- [Task prompt]: Report each line from the data below that holds the word "wristwatch".

(Listed entries Opens)

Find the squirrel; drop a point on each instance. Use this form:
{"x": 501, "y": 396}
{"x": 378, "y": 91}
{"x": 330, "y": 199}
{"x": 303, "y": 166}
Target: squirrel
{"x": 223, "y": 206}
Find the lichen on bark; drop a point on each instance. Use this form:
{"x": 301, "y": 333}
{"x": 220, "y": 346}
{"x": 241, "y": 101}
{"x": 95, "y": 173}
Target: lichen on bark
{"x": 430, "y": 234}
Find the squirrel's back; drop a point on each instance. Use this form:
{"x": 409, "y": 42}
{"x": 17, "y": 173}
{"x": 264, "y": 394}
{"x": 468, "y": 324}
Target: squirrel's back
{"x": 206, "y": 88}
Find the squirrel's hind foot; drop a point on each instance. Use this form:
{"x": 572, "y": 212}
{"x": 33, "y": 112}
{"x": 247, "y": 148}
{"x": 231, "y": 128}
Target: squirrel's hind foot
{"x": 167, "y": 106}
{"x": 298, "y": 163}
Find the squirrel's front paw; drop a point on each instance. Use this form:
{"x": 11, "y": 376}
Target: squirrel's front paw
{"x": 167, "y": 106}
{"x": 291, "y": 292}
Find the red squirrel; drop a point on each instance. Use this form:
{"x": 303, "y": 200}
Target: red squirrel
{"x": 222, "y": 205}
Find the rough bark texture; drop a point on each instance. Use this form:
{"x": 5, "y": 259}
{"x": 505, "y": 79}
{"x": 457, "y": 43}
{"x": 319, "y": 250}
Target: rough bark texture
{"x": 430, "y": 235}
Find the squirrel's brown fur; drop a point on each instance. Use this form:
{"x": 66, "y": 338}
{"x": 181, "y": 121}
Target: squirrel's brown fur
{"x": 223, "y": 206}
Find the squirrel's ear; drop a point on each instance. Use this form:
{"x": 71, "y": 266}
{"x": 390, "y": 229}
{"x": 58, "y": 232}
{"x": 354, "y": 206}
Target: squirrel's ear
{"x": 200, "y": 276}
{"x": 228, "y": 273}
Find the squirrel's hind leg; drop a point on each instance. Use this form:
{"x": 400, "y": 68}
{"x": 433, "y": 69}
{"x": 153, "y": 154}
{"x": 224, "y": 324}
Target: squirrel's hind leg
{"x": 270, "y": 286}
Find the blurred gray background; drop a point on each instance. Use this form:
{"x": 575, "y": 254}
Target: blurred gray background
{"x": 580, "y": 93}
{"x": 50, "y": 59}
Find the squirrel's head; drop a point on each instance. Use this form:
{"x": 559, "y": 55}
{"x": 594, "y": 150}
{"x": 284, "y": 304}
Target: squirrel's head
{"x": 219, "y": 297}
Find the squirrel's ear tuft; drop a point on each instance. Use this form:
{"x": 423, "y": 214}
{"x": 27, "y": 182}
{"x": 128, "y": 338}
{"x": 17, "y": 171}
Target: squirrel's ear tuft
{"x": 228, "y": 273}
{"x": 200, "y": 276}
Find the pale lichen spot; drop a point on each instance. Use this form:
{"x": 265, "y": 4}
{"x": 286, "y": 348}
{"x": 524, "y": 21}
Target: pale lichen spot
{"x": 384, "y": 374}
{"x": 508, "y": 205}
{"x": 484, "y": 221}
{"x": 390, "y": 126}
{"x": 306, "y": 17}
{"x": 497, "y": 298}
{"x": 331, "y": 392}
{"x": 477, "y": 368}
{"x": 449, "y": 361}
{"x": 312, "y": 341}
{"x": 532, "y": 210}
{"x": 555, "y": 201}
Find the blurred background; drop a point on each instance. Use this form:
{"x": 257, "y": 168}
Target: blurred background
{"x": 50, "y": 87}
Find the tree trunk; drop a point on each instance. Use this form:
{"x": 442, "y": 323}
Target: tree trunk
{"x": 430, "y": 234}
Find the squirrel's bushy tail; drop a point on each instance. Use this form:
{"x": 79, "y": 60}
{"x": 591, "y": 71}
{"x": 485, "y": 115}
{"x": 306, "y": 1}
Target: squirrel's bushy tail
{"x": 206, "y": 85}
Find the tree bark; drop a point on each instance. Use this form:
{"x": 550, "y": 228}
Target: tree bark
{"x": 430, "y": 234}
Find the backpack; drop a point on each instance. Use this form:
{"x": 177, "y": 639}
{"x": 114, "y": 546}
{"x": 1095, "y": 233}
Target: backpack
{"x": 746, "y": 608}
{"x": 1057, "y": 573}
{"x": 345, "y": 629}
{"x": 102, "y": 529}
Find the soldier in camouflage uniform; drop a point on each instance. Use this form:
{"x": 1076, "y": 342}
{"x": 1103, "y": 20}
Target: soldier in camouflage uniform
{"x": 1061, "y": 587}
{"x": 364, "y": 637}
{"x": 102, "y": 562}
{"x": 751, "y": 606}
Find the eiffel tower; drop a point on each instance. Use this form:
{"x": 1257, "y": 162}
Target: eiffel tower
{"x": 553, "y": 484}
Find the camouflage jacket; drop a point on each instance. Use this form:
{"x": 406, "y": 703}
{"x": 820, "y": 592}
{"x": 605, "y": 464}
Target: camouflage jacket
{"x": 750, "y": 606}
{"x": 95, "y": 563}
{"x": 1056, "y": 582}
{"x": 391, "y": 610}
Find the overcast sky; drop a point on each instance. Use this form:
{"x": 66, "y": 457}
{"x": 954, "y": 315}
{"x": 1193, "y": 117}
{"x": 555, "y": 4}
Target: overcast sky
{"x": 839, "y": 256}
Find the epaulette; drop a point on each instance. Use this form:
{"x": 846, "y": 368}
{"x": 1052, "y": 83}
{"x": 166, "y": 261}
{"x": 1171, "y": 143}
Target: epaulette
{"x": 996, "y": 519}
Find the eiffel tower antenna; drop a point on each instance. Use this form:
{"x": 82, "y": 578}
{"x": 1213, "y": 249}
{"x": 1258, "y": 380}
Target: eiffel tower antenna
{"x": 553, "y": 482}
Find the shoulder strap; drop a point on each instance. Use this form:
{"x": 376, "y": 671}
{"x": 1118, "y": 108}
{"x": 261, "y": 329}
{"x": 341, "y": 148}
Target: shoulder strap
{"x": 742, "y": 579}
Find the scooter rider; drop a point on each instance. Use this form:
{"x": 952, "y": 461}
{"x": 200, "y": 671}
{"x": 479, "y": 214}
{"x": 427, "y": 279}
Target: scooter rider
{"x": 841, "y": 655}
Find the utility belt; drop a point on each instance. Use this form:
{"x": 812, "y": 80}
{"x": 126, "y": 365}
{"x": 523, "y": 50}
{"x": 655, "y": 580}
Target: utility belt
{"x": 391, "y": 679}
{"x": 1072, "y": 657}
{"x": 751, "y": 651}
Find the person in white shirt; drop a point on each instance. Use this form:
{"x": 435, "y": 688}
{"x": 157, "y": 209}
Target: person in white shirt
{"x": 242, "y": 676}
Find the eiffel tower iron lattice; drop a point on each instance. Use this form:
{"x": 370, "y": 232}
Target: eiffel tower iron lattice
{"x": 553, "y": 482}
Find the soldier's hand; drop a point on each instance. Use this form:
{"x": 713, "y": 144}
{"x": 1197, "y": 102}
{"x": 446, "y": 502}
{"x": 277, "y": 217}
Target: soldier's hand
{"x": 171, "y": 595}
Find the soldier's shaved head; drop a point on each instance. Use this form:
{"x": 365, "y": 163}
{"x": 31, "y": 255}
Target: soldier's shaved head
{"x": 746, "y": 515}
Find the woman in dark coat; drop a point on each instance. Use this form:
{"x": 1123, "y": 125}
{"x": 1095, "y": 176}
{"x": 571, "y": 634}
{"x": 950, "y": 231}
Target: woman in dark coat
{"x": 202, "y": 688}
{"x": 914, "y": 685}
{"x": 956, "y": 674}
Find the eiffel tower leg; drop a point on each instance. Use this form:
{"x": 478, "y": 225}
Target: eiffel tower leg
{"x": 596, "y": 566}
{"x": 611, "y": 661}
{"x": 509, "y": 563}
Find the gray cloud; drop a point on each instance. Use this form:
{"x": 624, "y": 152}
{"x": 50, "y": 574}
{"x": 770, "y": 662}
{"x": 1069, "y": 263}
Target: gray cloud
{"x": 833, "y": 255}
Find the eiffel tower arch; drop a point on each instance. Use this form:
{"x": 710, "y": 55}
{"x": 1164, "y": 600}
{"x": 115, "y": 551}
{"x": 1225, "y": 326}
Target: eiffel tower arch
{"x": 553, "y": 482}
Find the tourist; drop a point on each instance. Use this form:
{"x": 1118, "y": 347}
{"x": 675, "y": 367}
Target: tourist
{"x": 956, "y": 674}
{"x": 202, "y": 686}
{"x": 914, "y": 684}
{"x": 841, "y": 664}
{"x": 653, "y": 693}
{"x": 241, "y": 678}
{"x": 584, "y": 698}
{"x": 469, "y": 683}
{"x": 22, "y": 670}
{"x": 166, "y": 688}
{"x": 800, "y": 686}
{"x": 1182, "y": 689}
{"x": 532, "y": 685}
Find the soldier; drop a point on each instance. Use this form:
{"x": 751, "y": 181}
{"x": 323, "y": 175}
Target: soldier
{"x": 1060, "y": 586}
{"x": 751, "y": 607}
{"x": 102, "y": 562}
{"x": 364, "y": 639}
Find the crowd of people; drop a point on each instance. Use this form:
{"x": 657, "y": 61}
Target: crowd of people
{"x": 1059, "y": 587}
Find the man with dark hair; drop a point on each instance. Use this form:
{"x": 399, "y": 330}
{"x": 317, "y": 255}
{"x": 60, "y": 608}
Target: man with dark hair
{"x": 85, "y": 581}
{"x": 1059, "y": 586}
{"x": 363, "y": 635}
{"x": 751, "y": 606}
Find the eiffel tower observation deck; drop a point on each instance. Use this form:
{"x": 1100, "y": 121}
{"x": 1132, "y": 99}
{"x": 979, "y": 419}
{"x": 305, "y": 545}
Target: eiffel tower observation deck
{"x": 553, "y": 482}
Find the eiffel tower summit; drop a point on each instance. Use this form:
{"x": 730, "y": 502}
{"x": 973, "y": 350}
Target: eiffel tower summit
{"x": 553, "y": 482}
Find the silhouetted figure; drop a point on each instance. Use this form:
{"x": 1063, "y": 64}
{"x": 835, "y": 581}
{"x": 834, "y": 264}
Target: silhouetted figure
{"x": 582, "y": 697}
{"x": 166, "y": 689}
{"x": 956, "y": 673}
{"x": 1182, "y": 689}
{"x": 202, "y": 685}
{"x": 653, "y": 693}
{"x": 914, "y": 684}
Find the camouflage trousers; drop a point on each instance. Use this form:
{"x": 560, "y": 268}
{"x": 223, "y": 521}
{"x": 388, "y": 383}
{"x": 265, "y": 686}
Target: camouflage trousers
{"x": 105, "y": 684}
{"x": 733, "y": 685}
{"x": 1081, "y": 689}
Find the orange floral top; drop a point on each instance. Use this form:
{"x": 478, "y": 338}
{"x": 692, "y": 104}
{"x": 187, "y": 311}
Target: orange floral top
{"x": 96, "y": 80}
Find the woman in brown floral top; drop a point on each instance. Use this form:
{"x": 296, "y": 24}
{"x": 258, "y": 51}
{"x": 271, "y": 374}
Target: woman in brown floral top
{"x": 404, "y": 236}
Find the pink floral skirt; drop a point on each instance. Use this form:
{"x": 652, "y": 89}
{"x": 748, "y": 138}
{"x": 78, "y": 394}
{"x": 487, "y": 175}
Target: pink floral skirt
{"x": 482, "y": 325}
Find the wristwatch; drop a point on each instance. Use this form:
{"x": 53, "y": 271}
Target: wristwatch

(Listed entries Closes)

- [Answer space]:
Find the wristwatch; drop a point on each instance. Use this form:
Target: wristwatch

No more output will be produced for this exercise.